◆ **EXERCISE REQUIREMENTS**
Copy every item below word for word, with no changes.

◆ **MATERIAL FOR THIS EXERCISE**
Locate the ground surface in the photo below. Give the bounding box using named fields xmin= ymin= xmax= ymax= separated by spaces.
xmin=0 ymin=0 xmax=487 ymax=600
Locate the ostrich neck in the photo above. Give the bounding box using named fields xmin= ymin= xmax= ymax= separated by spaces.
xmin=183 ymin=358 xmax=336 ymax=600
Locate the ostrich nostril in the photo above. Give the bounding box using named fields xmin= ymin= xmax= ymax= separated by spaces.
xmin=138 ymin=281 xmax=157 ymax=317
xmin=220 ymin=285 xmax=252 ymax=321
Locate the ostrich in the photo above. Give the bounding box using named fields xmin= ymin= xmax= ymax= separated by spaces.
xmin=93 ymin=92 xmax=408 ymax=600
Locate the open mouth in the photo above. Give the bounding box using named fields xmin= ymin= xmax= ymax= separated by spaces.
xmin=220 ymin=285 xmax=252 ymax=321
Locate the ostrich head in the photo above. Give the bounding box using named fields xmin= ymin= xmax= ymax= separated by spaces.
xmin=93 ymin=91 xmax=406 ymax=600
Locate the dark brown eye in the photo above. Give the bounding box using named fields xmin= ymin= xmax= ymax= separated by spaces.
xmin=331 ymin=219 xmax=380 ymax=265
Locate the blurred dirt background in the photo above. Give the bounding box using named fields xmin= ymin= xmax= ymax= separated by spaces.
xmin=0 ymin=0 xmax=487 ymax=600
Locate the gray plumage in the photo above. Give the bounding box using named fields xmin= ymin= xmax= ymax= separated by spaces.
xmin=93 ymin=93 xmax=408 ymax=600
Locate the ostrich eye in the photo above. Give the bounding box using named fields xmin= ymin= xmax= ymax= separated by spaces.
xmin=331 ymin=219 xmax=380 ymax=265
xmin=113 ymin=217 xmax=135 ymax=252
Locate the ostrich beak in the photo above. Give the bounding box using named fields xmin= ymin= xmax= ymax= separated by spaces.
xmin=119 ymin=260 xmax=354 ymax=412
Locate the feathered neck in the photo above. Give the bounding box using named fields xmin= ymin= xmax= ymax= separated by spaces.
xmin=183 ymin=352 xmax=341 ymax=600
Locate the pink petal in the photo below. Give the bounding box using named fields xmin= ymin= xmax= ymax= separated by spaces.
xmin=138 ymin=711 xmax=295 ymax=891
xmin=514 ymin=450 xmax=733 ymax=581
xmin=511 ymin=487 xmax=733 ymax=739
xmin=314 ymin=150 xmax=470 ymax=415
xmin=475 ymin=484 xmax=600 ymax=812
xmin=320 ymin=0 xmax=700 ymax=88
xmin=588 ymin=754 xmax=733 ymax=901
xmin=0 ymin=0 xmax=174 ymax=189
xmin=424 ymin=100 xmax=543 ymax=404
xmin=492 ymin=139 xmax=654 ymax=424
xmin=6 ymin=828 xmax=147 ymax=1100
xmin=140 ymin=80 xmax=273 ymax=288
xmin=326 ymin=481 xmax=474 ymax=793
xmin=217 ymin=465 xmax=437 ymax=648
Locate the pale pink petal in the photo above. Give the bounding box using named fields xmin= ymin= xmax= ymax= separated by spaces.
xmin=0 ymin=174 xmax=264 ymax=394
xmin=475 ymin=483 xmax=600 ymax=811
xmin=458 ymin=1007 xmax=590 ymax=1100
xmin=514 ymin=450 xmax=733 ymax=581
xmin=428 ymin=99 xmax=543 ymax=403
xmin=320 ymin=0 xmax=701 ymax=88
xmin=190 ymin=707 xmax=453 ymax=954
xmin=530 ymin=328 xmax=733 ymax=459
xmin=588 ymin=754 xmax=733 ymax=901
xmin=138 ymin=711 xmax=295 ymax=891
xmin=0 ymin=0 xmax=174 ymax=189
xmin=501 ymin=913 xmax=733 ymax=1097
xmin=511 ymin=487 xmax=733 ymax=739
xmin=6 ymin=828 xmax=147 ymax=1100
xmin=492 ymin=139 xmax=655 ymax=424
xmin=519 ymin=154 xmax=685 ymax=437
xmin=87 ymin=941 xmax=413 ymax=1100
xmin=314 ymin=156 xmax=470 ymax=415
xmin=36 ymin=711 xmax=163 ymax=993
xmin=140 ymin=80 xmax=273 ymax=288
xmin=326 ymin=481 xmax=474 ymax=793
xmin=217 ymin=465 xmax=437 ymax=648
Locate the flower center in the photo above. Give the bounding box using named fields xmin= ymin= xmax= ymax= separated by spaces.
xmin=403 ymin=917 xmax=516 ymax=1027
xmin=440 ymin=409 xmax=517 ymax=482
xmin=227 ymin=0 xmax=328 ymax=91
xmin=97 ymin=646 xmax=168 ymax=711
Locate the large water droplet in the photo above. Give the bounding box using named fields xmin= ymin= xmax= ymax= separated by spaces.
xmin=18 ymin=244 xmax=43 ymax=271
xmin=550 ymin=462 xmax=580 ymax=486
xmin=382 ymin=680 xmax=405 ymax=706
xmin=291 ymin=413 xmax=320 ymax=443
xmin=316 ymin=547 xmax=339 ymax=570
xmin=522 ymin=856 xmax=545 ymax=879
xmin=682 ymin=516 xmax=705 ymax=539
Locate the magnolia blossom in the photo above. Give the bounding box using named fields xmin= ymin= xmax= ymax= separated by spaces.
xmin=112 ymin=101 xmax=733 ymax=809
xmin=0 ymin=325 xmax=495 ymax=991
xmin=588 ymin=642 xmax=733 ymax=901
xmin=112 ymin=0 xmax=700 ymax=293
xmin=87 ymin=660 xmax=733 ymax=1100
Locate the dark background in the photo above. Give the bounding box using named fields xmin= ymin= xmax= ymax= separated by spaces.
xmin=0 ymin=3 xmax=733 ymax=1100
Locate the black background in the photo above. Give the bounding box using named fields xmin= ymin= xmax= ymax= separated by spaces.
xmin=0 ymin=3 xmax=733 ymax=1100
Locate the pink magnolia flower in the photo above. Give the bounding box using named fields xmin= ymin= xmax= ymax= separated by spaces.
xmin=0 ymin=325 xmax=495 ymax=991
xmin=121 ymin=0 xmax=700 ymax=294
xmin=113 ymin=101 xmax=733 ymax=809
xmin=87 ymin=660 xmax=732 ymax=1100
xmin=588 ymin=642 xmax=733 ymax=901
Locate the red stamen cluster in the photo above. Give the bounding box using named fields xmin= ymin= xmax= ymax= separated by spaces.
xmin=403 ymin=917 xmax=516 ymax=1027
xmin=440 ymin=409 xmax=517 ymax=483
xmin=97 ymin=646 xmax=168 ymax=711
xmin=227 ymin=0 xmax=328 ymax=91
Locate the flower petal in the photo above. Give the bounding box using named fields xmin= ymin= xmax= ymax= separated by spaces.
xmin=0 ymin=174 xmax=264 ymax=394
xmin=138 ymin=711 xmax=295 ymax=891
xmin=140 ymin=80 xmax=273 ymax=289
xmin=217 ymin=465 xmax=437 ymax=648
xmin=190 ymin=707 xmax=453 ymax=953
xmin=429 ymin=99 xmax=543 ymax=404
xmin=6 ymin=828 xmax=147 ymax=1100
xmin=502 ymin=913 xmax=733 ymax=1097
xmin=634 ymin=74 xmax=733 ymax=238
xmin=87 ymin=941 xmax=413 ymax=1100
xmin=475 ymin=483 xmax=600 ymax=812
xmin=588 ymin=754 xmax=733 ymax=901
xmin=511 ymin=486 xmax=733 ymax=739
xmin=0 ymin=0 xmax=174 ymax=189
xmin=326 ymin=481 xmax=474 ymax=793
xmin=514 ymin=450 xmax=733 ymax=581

◆ **EXERCISE RESULT**
Locate the ground surface in the photo below. Give the bounding box using named fields xmin= ymin= xmax= ymax= separated by spaces.
xmin=0 ymin=0 xmax=487 ymax=600
Locate the ostrich neck in the photo above. Give the bounding box using named fields xmin= ymin= xmax= ymax= separated by spaces.
xmin=183 ymin=358 xmax=336 ymax=600
Locate the ostrich nostril in the photo above. Give the bounding box using named fields xmin= ymin= xmax= ymax= separated by spaces.
xmin=138 ymin=281 xmax=157 ymax=317
xmin=220 ymin=285 xmax=252 ymax=321
Locate the ostrich in the photo above. Give the bounding box using named fields xmin= ymin= xmax= ymax= separated by spaces.
xmin=93 ymin=92 xmax=408 ymax=600
Locate the open mouth in the photo above. Give the bounding box using named fields xmin= ymin= xmax= ymax= separated by spaces.
xmin=220 ymin=285 xmax=252 ymax=321
Locate the ostrich head in the photo above. Give the bounding box using named fields xmin= ymin= xmax= ymax= separated by spaces.
xmin=93 ymin=91 xmax=406 ymax=600
Locate the dark brown eye in the photo above. Give the bounding box using named fields xmin= ymin= xmax= ymax= separated by spaces.
xmin=331 ymin=219 xmax=380 ymax=265
Locate the blurred dirt background in the photo above. Give the bounding box using named fields xmin= ymin= xmax= ymax= separated by spaces.
xmin=0 ymin=0 xmax=487 ymax=600
Locate the gray plumage in the photo above. Give the bounding box using named fields xmin= ymin= xmax= ymax= separated by spaces.
xmin=93 ymin=93 xmax=408 ymax=600
Locate the ostrich eye in the photo above. Give the bounding box using named fields xmin= ymin= xmax= ymax= separated by spaces.
xmin=331 ymin=219 xmax=380 ymax=265
xmin=113 ymin=217 xmax=135 ymax=252
Locate the ostrich beak in the photo above. Give the bounding box using named fields xmin= ymin= xmax= ymax= separated by spaces.
xmin=119 ymin=260 xmax=354 ymax=412
Locate the feathered neck in the photo above. Give the bounding box using named fields xmin= ymin= xmax= ymax= separated by spaces.
xmin=183 ymin=352 xmax=341 ymax=600
Locate the pink petal in the photo below. Give the bounding box using named fields xmin= ymin= xmax= ymax= separated by spaces.
xmin=138 ymin=711 xmax=295 ymax=891
xmin=514 ymin=450 xmax=733 ymax=581
xmin=511 ymin=487 xmax=733 ymax=739
xmin=314 ymin=150 xmax=470 ymax=415
xmin=475 ymin=484 xmax=600 ymax=812
xmin=320 ymin=0 xmax=700 ymax=88
xmin=588 ymin=754 xmax=733 ymax=901
xmin=0 ymin=0 xmax=174 ymax=189
xmin=424 ymin=100 xmax=543 ymax=404
xmin=492 ymin=139 xmax=654 ymax=424
xmin=6 ymin=828 xmax=147 ymax=1100
xmin=140 ymin=80 xmax=273 ymax=288
xmin=326 ymin=481 xmax=474 ymax=793
xmin=217 ymin=465 xmax=437 ymax=648
Locate the pale pink petal in the photo above. Give the bounding box using named fields xmin= ymin= xmax= ymax= separated by spaces.
xmin=0 ymin=174 xmax=264 ymax=394
xmin=475 ymin=483 xmax=600 ymax=811
xmin=458 ymin=1007 xmax=590 ymax=1100
xmin=514 ymin=450 xmax=733 ymax=581
xmin=428 ymin=99 xmax=543 ymax=403
xmin=320 ymin=0 xmax=701 ymax=88
xmin=190 ymin=707 xmax=453 ymax=954
xmin=530 ymin=328 xmax=733 ymax=459
xmin=588 ymin=754 xmax=733 ymax=901
xmin=138 ymin=711 xmax=295 ymax=891
xmin=0 ymin=0 xmax=174 ymax=189
xmin=501 ymin=913 xmax=733 ymax=1097
xmin=511 ymin=487 xmax=733 ymax=739
xmin=6 ymin=828 xmax=147 ymax=1100
xmin=492 ymin=139 xmax=655 ymax=424
xmin=519 ymin=154 xmax=685 ymax=437
xmin=87 ymin=941 xmax=413 ymax=1100
xmin=314 ymin=156 xmax=470 ymax=415
xmin=36 ymin=711 xmax=163 ymax=993
xmin=140 ymin=80 xmax=273 ymax=288
xmin=326 ymin=481 xmax=474 ymax=793
xmin=217 ymin=465 xmax=437 ymax=648
Locate the flower center in the photo above. Give the bounding box using named fields xmin= ymin= xmax= ymax= separated by spaces.
xmin=403 ymin=917 xmax=516 ymax=1027
xmin=440 ymin=409 xmax=517 ymax=482
xmin=227 ymin=0 xmax=328 ymax=91
xmin=97 ymin=646 xmax=168 ymax=711
Locate the large water droplet in the photo above. Give the bounding box using named fields xmin= ymin= xmax= ymax= separated by spaces.
xmin=18 ymin=244 xmax=43 ymax=271
xmin=550 ymin=462 xmax=580 ymax=486
xmin=382 ymin=680 xmax=405 ymax=706
xmin=291 ymin=413 xmax=320 ymax=443
xmin=316 ymin=547 xmax=339 ymax=570
xmin=522 ymin=856 xmax=545 ymax=879
xmin=682 ymin=516 xmax=705 ymax=539
Locate the magnolia blossom in the photo above. Give the bounding box using named fields xmin= ymin= xmax= ymax= separated by spaces.
xmin=112 ymin=101 xmax=733 ymax=809
xmin=0 ymin=325 xmax=495 ymax=991
xmin=588 ymin=642 xmax=733 ymax=901
xmin=112 ymin=0 xmax=700 ymax=293
xmin=87 ymin=660 xmax=733 ymax=1100
Locate the dark background in the photo above. Give the bounding box using named fields xmin= ymin= xmax= ymax= separated by spaces.
xmin=0 ymin=3 xmax=733 ymax=1100
Locate the black background in the photo above. Give the bounding box using named fields xmin= ymin= xmax= ymax= separated by spaces.
xmin=0 ymin=3 xmax=733 ymax=1100
Locate the pink magnolia flower in the photo above. Give the bounding box using named fields xmin= ymin= xmax= ymax= separated by spaces.
xmin=0 ymin=325 xmax=495 ymax=991
xmin=121 ymin=0 xmax=700 ymax=294
xmin=113 ymin=101 xmax=733 ymax=809
xmin=87 ymin=660 xmax=732 ymax=1100
xmin=588 ymin=642 xmax=733 ymax=901
Locate the red stamen cluster in the photo above. Give the bounding box using named fields xmin= ymin= xmax= ymax= separated by spaces.
xmin=403 ymin=917 xmax=516 ymax=1027
xmin=440 ymin=409 xmax=517 ymax=483
xmin=97 ymin=646 xmax=168 ymax=711
xmin=227 ymin=0 xmax=328 ymax=91
Locate the flower petal in the photo above. Give the bounding box using named fields xmin= ymin= xmax= ymax= separated by spaces.
xmin=0 ymin=174 xmax=264 ymax=394
xmin=138 ymin=711 xmax=295 ymax=891
xmin=140 ymin=80 xmax=273 ymax=289
xmin=217 ymin=465 xmax=437 ymax=648
xmin=190 ymin=707 xmax=453 ymax=953
xmin=429 ymin=99 xmax=543 ymax=404
xmin=6 ymin=828 xmax=147 ymax=1100
xmin=502 ymin=913 xmax=733 ymax=1097
xmin=634 ymin=74 xmax=733 ymax=238
xmin=87 ymin=941 xmax=413 ymax=1100
xmin=475 ymin=483 xmax=600 ymax=812
xmin=588 ymin=754 xmax=733 ymax=901
xmin=511 ymin=486 xmax=733 ymax=739
xmin=0 ymin=0 xmax=174 ymax=189
xmin=326 ymin=481 xmax=474 ymax=793
xmin=514 ymin=450 xmax=733 ymax=581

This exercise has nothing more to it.